**Material provided:**
=-=-=

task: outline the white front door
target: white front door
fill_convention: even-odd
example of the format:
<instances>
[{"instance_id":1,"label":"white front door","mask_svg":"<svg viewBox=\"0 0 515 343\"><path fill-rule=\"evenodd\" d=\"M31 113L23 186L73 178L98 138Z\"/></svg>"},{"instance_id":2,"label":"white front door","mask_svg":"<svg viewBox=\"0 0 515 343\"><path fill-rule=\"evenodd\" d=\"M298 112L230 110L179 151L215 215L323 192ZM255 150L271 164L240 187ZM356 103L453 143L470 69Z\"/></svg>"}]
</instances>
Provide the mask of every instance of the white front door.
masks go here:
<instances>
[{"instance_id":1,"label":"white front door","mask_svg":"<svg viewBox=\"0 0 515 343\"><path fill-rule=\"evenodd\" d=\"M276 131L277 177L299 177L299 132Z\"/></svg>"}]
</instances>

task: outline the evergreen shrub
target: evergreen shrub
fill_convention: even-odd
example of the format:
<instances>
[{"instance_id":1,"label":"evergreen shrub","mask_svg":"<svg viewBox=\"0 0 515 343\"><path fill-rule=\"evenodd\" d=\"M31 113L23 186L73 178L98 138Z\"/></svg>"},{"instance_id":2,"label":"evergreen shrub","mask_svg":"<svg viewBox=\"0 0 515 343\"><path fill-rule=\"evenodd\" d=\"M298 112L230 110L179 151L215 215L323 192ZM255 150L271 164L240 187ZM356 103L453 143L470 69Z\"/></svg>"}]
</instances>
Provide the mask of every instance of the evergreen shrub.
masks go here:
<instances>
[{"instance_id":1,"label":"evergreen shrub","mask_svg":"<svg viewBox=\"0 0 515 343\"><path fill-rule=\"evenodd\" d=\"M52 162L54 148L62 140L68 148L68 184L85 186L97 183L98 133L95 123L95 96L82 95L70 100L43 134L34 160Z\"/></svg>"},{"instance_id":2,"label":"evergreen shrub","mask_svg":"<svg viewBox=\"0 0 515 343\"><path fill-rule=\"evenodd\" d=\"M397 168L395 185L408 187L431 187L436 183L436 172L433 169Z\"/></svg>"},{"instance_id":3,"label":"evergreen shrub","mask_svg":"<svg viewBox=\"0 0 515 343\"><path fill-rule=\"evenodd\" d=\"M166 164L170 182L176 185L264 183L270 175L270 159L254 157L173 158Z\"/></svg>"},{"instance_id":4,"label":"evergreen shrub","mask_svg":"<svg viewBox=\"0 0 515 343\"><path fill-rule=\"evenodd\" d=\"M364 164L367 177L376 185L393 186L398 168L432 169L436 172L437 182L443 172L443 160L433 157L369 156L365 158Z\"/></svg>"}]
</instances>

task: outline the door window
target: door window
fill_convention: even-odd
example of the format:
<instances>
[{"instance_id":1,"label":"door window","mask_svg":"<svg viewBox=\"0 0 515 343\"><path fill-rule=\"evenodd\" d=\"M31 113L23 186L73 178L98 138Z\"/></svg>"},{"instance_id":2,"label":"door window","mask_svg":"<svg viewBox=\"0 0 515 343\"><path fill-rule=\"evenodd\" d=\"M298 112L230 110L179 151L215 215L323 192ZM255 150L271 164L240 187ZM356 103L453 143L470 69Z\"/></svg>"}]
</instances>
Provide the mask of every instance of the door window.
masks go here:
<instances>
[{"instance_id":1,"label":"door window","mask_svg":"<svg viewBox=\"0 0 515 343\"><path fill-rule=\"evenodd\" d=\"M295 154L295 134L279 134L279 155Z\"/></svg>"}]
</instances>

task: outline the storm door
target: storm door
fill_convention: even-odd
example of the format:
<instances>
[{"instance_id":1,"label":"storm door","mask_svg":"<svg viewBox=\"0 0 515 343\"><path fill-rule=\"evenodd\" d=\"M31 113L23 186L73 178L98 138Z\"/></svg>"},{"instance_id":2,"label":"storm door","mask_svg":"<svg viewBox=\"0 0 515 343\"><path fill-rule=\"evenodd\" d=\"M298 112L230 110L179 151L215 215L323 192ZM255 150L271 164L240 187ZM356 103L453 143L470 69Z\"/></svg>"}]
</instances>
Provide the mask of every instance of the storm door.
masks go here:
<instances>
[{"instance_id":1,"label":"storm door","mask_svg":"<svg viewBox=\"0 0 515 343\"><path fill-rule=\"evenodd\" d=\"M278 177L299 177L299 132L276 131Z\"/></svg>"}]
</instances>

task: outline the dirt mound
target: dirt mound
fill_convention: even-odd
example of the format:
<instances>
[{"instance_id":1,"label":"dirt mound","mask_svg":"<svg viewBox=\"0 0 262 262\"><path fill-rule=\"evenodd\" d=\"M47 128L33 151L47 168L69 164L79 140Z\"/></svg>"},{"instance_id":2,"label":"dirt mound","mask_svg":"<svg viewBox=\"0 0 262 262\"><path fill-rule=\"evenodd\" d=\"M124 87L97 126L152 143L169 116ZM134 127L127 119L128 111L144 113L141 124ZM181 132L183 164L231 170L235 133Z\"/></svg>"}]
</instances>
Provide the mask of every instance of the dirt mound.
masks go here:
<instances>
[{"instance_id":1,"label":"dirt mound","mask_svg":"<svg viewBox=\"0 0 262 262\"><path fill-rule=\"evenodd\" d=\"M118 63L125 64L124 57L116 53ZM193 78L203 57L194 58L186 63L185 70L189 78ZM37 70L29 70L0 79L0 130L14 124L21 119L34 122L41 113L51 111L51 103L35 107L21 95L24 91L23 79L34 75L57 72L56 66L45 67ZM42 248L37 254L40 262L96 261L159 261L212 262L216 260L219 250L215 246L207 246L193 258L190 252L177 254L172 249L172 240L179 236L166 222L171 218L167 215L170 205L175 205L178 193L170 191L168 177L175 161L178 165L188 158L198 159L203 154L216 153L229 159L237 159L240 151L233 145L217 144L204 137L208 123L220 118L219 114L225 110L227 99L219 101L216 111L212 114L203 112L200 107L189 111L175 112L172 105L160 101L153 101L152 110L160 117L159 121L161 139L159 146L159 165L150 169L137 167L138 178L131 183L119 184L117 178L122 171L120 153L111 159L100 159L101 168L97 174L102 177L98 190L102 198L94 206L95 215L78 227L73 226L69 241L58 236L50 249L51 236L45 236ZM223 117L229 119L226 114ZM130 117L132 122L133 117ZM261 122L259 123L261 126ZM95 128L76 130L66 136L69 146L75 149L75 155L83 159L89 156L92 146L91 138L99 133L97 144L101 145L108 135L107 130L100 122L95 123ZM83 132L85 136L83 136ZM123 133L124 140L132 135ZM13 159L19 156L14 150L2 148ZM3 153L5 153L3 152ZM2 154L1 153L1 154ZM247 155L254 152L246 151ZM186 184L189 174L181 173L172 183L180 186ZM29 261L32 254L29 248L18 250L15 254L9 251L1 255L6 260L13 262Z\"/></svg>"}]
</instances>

=-=-=

**Aim of the task:**
Copy every line of the records above word for word, changing nothing.

**Written response:**
task: outline the white front door
target: white front door
fill_convention: even-odd
example of the format:
<instances>
[{"instance_id":1,"label":"white front door","mask_svg":"<svg viewBox=\"0 0 515 343\"><path fill-rule=\"evenodd\" d=\"M31 113L23 186L73 178L98 138Z\"/></svg>"},{"instance_id":2,"label":"white front door","mask_svg":"<svg viewBox=\"0 0 515 343\"><path fill-rule=\"evenodd\" d=\"M298 112L230 110L179 151L215 215L323 192ZM255 150L271 164L240 187ZM356 103L453 143L470 69Z\"/></svg>"}]
</instances>
Provide the mask of every instance of the white front door.
masks go here:
<instances>
[{"instance_id":1,"label":"white front door","mask_svg":"<svg viewBox=\"0 0 515 343\"><path fill-rule=\"evenodd\" d=\"M276 131L277 177L299 177L299 132Z\"/></svg>"}]
</instances>

task: outline the evergreen shrub
target: evergreen shrub
fill_convention: even-odd
example of the format:
<instances>
[{"instance_id":1,"label":"evergreen shrub","mask_svg":"<svg viewBox=\"0 0 515 343\"><path fill-rule=\"evenodd\" d=\"M31 113L23 186L73 178L98 138Z\"/></svg>"},{"instance_id":2,"label":"evergreen shrub","mask_svg":"<svg viewBox=\"0 0 515 343\"><path fill-rule=\"evenodd\" d=\"M298 112L230 110L179 151L215 215L323 192ZM255 150L271 164L240 187ZM356 103L453 143L470 69Z\"/></svg>"}]
</instances>
Provide the mask of every instance of the evergreen shrub.
masks go here:
<instances>
[{"instance_id":1,"label":"evergreen shrub","mask_svg":"<svg viewBox=\"0 0 515 343\"><path fill-rule=\"evenodd\" d=\"M52 162L54 148L62 140L68 148L68 184L85 186L97 183L98 133L95 123L95 96L82 95L70 100L43 134L34 160Z\"/></svg>"},{"instance_id":2,"label":"evergreen shrub","mask_svg":"<svg viewBox=\"0 0 515 343\"><path fill-rule=\"evenodd\" d=\"M397 168L395 185L408 187L431 187L436 183L436 172L433 169Z\"/></svg>"},{"instance_id":3,"label":"evergreen shrub","mask_svg":"<svg viewBox=\"0 0 515 343\"><path fill-rule=\"evenodd\" d=\"M166 164L170 182L176 185L264 183L270 175L270 159L254 157L173 158Z\"/></svg>"},{"instance_id":4,"label":"evergreen shrub","mask_svg":"<svg viewBox=\"0 0 515 343\"><path fill-rule=\"evenodd\" d=\"M364 164L367 177L376 185L393 186L398 168L432 169L436 172L437 182L443 172L443 160L433 157L369 156L365 158Z\"/></svg>"}]
</instances>

task: outline the door window
target: door window
fill_convention: even-odd
example of the format:
<instances>
[{"instance_id":1,"label":"door window","mask_svg":"<svg viewBox=\"0 0 515 343\"><path fill-rule=\"evenodd\" d=\"M31 113L23 186L73 178L98 138Z\"/></svg>"},{"instance_id":2,"label":"door window","mask_svg":"<svg viewBox=\"0 0 515 343\"><path fill-rule=\"evenodd\" d=\"M298 112L230 110L179 151L215 215L323 192ZM255 150L271 164L240 187ZM356 103L453 143L470 69Z\"/></svg>"}]
</instances>
Provide the mask of every instance of the door window.
masks go here:
<instances>
[{"instance_id":1,"label":"door window","mask_svg":"<svg viewBox=\"0 0 515 343\"><path fill-rule=\"evenodd\" d=\"M295 154L295 134L279 134L279 155Z\"/></svg>"}]
</instances>

task: outline the storm door
target: storm door
fill_convention: even-odd
example of the format:
<instances>
[{"instance_id":1,"label":"storm door","mask_svg":"<svg viewBox=\"0 0 515 343\"><path fill-rule=\"evenodd\" d=\"M31 113L23 186L73 178L98 138Z\"/></svg>"},{"instance_id":2,"label":"storm door","mask_svg":"<svg viewBox=\"0 0 515 343\"><path fill-rule=\"evenodd\" d=\"M298 112L230 110L179 151L215 215L323 192ZM255 150L271 164L240 187ZM356 103L453 143L470 69Z\"/></svg>"}]
</instances>
Provide the mask of every instance of the storm door.
masks go here:
<instances>
[{"instance_id":1,"label":"storm door","mask_svg":"<svg viewBox=\"0 0 515 343\"><path fill-rule=\"evenodd\" d=\"M278 177L299 177L299 132L276 131Z\"/></svg>"}]
</instances>

task: outline the dirt mound
target: dirt mound
fill_convention: even-odd
example of the format:
<instances>
[{"instance_id":1,"label":"dirt mound","mask_svg":"<svg viewBox=\"0 0 262 262\"><path fill-rule=\"evenodd\" d=\"M47 128L33 151L47 168L69 164L79 140Z\"/></svg>"},{"instance_id":2,"label":"dirt mound","mask_svg":"<svg viewBox=\"0 0 262 262\"><path fill-rule=\"evenodd\" d=\"M124 87L97 126L152 143L169 116ZM134 127L127 119L128 111L144 113L141 124ZM181 132L183 164L231 170L235 133Z\"/></svg>"}]
</instances>
Provide the mask of every instance of the dirt mound.
masks go here:
<instances>
[{"instance_id":1,"label":"dirt mound","mask_svg":"<svg viewBox=\"0 0 262 262\"><path fill-rule=\"evenodd\" d=\"M118 63L125 64L124 57L116 53ZM193 78L203 57L194 58L186 63L185 70L189 78ZM37 70L29 70L0 79L0 130L14 124L21 119L34 122L41 113L51 111L51 103L35 107L21 95L24 91L23 79L34 75L57 72L56 66L45 67ZM42 248L37 254L40 262L96 261L159 261L212 262L216 260L219 250L215 246L207 246L193 258L190 252L177 254L172 249L172 240L179 236L166 222L171 218L167 215L170 205L175 205L178 193L170 191L168 177L175 161L178 165L188 158L198 159L203 154L216 153L229 159L237 159L240 151L233 145L217 144L204 137L208 123L220 118L219 114L225 110L227 99L219 101L216 111L212 114L203 112L200 107L189 111L175 112L172 105L160 101L153 101L152 110L160 117L159 121L161 139L159 146L159 165L150 169L137 167L138 178L131 183L119 184L117 178L122 171L120 153L111 159L100 159L101 168L97 174L102 177L98 190L102 198L94 206L95 215L78 227L73 226L69 241L58 236L50 249L51 236L45 236ZM223 117L229 119L226 114ZM130 117L132 122L133 117ZM261 122L259 123L261 126ZM95 128L76 130L66 136L69 146L75 149L75 155L83 159L89 156L92 146L91 138L99 133L97 144L101 145L108 135L107 130L100 122L95 123ZM83 132L85 136L83 136ZM123 133L124 140L132 135ZM13 159L19 156L14 150L2 148ZM3 153L5 153L3 152ZM2 154L1 153L1 154ZM247 155L254 152L246 151ZM186 184L189 174L181 173L172 183L180 186ZM29 261L32 254L29 248L18 250L15 254L9 251L1 255L6 260L13 262Z\"/></svg>"}]
</instances>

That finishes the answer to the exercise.